++++ Extrait du texte ++++

Ayant accompli des miracles en tout genre pendant son existence, Jésus aurait pu appeler sur lui-même ou sur ses persécuteurs le surnaturel de Dieu pour échapper à la souffrance du chemin de croix et de la crucifixion qui a suivi. Il ne l'a pas fait. Il est tombé à plusieurs reprises sur ce chemin qu'il a foulé courageusement, en homme conscient vivant l'expérience simultanée de sa vulnérabilité extrême et de sa réalité flamboyante d'être spirituel. Il a eu peur, il a douté, il a eu mal, ses forces l'ont quitté, il a sans doute pensé abandonner, la colère l'a sûrement traversé. Il s'est montré dans la plus grande fragilité de l'être humain, mais l'a embrassée avec bonté et s'en est servie comme d'un marchepied pour gravir les échelons de cette Royauté promise à tous. Ne rien fuir, tout regarder, tout ressentir, tout traverser, tout éclairer au feu de l'Amour inconditionnel. Ne pas maudire mais offrir son plein consentement, bénir, bénir sans cesse, jusqu'à ses ennemis, jusqu'aux vents contraires, confiant que dans cette cuisson alchimique quelque chose de plus grand est à l'œuvre.


Mère, la compagne spirituelle de Sri Aurobindo, disait qu'il faut une volonté extraordinaire pour pouvoir incarner l'abandon total à ce qui est plus grand que nous. "Père, que ta volonté soit faite, et non la mienne" n'est pas une capitulation mais au contraire la plus puissante des offrandes, l'acte le plus dynamique et créateur qui soit, car il suppose que nous faisions d'abord pleinement face à ce qui est, dans la dimension humaine horizontale, aussi inconfortable et douloureux que cela soit : cela demande un grand effort de conscience de ne pas se dérober, de ne pas fuir, de ne pas obéir à la peur. Et puis seulement ensuite tout lâcher, s'ouvrir à la dimension verticale de l'être humain. Seulement là, au centre de cette croix, quelque chose de profond et de transcendant s'accomplit, et après les épines s'exhale le doux parfum de la rose... Un lien se fait entre l'ombre et la lumière et la conscience, peu à peu, s'élargit et peut faire de plus en plus l'expérience de la liberté. C'est par notre faculté à ressentir et regarder sans fuir que le lien se fait et que ce qui était séparé redevient entier, que ce qui était deux redevient Un. Se nourrir directement de l'Esprit que nous sommes n'est pas quelque chose de mental, c'est très physique et la paix ainsi vécue est cellulaire, elle transforme le corps. Oui notre espèce est en train de muter ! Je suis sûre que dans les décennies qui viennent la médecine le constatera. Les crises sanitaire, économique, écologique, sociale, politique, sont le reflet de la révolution spirituelle qui est à l'œuvre en chacun de nous et nous appelle à mourir pour renaître à une réalité plus haute de nous-même. Dans notre chair est le lien, dans notre chair -ce petit morceau de terre que nous avons endossé pour l'aimer, le comprendre, guérir son histoire, en révéler la beauté subtile en nous rappelant qui nous sommes- dans notre chair est le lieu des Noces.

++++ Données fournies ++++

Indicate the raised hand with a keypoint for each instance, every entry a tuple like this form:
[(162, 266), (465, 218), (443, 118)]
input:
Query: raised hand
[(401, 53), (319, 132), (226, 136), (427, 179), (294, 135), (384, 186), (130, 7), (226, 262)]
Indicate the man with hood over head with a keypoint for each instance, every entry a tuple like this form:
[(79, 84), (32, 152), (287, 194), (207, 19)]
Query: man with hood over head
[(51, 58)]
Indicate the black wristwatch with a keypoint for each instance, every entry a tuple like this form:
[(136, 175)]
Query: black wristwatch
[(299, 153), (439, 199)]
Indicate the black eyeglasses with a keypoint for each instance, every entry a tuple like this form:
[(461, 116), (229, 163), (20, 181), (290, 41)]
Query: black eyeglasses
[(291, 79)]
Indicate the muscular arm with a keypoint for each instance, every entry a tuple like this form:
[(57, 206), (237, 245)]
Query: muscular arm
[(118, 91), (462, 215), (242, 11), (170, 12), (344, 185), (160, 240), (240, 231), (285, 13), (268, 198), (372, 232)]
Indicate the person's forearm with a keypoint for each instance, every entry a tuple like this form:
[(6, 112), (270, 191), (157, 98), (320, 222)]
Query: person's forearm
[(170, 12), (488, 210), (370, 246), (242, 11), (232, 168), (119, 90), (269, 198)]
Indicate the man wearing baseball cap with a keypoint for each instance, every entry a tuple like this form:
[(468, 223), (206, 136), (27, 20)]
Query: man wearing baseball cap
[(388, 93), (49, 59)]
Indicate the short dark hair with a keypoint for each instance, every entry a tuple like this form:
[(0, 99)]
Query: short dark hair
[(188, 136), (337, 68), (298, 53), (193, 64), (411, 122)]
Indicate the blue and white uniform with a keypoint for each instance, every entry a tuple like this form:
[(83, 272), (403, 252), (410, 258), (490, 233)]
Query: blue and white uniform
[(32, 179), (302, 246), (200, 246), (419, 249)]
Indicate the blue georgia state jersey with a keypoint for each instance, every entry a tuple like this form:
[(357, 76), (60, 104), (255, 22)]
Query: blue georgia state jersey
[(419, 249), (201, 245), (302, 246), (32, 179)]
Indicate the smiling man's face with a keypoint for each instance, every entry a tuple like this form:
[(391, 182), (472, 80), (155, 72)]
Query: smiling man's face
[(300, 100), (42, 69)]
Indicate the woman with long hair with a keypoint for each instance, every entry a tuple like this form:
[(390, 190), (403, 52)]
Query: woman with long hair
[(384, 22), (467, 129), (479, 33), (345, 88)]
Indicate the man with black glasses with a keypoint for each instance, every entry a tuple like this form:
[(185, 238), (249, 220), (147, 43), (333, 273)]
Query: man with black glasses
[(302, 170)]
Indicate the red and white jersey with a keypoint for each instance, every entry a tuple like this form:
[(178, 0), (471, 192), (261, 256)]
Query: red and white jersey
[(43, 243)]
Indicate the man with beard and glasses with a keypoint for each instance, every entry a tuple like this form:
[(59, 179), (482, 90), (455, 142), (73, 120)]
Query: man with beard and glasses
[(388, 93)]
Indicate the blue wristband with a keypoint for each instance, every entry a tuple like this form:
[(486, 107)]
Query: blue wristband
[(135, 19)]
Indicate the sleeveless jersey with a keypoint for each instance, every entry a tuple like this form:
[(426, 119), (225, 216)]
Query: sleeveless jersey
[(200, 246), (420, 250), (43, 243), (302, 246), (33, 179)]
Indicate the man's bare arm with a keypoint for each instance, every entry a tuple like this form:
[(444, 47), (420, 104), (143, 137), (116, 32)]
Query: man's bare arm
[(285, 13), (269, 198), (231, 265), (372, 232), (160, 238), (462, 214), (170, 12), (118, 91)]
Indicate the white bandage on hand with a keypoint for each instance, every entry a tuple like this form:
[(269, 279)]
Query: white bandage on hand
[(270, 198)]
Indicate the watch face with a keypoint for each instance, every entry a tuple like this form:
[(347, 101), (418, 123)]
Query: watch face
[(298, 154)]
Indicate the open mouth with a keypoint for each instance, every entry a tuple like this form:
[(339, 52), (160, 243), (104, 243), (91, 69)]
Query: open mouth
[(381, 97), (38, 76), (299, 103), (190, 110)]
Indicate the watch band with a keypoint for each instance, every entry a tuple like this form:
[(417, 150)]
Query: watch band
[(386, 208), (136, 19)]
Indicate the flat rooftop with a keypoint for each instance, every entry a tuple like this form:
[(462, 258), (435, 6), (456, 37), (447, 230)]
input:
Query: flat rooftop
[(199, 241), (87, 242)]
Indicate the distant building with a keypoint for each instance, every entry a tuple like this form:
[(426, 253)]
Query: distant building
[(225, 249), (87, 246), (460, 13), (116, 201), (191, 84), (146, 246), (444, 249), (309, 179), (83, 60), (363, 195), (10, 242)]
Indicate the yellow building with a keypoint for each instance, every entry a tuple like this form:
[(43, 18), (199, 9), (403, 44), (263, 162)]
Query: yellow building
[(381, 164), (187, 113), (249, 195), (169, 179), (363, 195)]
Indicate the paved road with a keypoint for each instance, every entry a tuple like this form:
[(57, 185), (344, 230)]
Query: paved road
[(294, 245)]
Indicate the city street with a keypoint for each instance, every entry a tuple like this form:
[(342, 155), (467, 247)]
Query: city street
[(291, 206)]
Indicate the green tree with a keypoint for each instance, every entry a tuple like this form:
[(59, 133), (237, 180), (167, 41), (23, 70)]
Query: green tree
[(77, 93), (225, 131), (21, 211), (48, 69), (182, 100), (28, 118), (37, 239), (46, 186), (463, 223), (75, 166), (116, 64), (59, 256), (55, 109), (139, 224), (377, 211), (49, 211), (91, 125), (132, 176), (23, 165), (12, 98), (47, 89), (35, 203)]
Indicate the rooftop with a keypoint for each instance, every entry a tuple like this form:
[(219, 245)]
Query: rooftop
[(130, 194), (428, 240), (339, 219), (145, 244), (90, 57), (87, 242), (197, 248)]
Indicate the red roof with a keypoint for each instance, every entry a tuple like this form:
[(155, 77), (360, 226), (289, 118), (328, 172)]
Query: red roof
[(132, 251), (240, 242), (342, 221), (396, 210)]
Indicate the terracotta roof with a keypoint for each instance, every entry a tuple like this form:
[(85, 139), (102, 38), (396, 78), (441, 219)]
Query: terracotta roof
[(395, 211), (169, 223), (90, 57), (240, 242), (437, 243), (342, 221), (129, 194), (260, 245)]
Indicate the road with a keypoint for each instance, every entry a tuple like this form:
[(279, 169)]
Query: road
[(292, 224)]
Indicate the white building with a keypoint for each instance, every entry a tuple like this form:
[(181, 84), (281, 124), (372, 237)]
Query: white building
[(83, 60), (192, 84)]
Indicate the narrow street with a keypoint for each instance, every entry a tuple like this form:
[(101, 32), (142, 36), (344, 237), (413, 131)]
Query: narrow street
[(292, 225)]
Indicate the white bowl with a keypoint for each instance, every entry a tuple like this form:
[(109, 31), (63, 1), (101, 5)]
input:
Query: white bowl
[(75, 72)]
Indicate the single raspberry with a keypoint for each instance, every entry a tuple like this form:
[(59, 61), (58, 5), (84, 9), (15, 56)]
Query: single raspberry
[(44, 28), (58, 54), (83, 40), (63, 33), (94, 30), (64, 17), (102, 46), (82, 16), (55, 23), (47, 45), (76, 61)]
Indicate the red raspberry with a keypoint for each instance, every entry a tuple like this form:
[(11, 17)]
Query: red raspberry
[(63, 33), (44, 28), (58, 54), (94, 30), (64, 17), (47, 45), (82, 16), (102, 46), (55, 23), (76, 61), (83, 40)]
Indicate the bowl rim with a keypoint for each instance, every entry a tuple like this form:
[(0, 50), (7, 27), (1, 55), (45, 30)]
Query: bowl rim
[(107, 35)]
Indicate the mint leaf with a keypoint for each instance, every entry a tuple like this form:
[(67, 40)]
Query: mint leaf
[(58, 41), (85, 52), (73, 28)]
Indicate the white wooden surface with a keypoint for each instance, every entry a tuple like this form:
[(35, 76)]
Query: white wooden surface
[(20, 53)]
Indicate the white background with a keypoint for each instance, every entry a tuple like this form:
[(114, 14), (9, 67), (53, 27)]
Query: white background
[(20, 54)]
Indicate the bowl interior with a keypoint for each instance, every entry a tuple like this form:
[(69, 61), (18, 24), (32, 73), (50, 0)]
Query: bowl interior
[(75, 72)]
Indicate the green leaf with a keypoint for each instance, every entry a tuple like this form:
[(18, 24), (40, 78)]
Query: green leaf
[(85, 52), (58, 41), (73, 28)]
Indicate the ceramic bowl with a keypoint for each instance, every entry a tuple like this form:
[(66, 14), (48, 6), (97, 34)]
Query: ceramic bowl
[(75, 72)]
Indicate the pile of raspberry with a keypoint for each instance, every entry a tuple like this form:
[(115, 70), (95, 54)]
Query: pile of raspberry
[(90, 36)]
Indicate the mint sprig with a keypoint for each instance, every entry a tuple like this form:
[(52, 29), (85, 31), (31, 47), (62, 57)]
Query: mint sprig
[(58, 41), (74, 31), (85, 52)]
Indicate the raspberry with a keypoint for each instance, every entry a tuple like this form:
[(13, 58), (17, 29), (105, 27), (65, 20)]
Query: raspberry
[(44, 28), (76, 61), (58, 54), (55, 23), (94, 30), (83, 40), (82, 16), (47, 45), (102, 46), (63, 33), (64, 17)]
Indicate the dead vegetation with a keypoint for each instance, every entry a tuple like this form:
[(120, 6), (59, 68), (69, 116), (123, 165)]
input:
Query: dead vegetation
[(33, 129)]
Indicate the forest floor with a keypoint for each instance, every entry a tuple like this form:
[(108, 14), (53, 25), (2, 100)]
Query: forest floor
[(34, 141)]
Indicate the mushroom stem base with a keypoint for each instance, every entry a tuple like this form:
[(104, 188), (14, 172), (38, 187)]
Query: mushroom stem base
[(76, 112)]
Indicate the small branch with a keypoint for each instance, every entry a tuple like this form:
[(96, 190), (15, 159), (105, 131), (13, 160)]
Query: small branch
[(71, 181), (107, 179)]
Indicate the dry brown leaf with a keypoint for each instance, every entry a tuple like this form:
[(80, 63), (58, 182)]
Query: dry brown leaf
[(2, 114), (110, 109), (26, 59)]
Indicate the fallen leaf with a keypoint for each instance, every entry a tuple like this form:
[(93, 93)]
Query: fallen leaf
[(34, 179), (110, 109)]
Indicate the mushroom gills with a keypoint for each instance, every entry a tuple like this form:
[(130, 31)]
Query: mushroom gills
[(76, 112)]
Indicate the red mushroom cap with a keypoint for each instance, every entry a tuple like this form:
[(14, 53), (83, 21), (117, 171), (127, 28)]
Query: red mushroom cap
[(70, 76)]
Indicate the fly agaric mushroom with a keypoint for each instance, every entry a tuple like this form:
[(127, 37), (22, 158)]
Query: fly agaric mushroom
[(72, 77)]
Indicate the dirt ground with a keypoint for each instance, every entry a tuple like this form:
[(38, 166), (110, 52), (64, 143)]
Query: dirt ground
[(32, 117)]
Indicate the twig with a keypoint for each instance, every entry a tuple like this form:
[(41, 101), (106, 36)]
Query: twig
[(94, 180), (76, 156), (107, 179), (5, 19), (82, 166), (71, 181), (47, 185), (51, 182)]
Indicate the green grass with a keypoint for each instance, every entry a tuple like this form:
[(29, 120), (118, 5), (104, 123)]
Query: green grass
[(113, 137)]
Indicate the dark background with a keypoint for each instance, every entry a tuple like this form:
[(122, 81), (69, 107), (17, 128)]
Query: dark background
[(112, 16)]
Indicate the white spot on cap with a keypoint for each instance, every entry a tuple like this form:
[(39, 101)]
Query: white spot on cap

++++

D'après l'extrait, qu'est-ce qui est nécessaire, selon Mère, pour incarner l'abandon total à ce qui est plus grand que nous ?

Une volonté extraordinaire.